Task
Find the line with "Practice step: find the office" in the data below. Repeat it and every line after it up to the end, exactly, but drop the pictures.

Provided data
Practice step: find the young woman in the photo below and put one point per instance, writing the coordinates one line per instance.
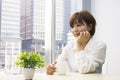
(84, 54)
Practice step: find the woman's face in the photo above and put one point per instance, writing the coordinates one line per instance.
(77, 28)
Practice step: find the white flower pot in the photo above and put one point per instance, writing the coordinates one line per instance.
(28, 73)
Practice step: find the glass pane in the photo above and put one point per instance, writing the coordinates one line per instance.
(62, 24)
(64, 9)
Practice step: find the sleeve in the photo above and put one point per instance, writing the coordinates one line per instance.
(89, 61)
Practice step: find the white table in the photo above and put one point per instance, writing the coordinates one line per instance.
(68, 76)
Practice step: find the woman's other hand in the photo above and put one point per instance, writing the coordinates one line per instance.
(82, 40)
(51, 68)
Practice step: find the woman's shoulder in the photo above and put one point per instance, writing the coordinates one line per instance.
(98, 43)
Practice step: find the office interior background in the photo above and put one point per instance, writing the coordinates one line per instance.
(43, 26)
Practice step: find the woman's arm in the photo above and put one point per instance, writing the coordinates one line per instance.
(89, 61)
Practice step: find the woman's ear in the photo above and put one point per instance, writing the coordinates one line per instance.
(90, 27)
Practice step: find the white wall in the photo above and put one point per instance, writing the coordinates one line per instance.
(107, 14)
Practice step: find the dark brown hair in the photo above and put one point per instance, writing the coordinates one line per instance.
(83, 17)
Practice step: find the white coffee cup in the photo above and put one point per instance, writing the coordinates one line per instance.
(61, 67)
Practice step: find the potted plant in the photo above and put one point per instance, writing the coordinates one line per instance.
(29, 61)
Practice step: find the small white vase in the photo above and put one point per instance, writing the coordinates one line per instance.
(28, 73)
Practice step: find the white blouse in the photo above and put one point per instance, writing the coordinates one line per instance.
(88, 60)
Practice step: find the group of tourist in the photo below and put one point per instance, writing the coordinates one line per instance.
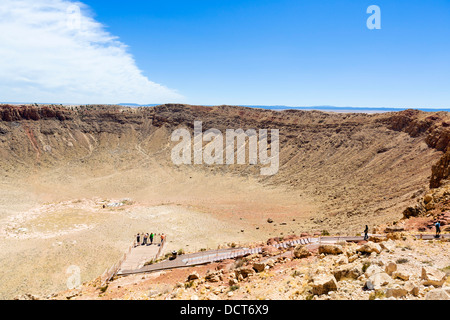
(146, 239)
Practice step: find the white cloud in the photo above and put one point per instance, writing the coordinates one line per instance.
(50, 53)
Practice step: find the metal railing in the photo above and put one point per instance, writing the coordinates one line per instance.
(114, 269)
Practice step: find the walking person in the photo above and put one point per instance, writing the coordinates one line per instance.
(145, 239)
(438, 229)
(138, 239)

Solution to this task
Practice step: find the office interior background in the photo above and put one point per instance, writing the coordinates one line per instance.
(43, 26)
Practice step: find the woman's arm in the photo above and put one point per instance, writing the coordinates one line per instance.
(89, 61)
Practice step: find the woman's ear in the photo above and put one point per instance, writing the coordinates one line per instance.
(90, 27)
Practice step: find the white wall in the photo above and put one point per instance, writing the coordinates one line per instance.
(107, 14)
Practice step: find the dark brown hair in the photo above and put one point per instance, writing the coordinates one line per instance.
(83, 17)
Practice step: find the white coffee cup in the photo above and put one point per instance, writing the coordinates one line per instance.
(61, 67)
Practice step: find the potted plant in the photo above and put one point per instance, writing the coordinates one line per instance.
(29, 61)
Practice step: find the small white vase in the photo above and put one point per instance, writing the coordinates one line per instance.
(28, 73)
Practice step: find the white blouse in the photo above and put one point per instance, writing the coordinates one line per instance.
(88, 60)
Practice step: find the group of tourist in the photo below and put one point per instance, writing the coordinates one line per instance.
(146, 239)
Practice step: find the white cloud in the photo above and put one point per instance, writing the coordinates one line per instance.
(50, 53)
Practice step: find the metal railing in the photo above and put one point per instance, writing the coordinates one line per instance.
(114, 269)
Practice step: find the walking person in the photo above and put one point per instance, writing the coordinates one line per instance.
(145, 239)
(438, 229)
(138, 239)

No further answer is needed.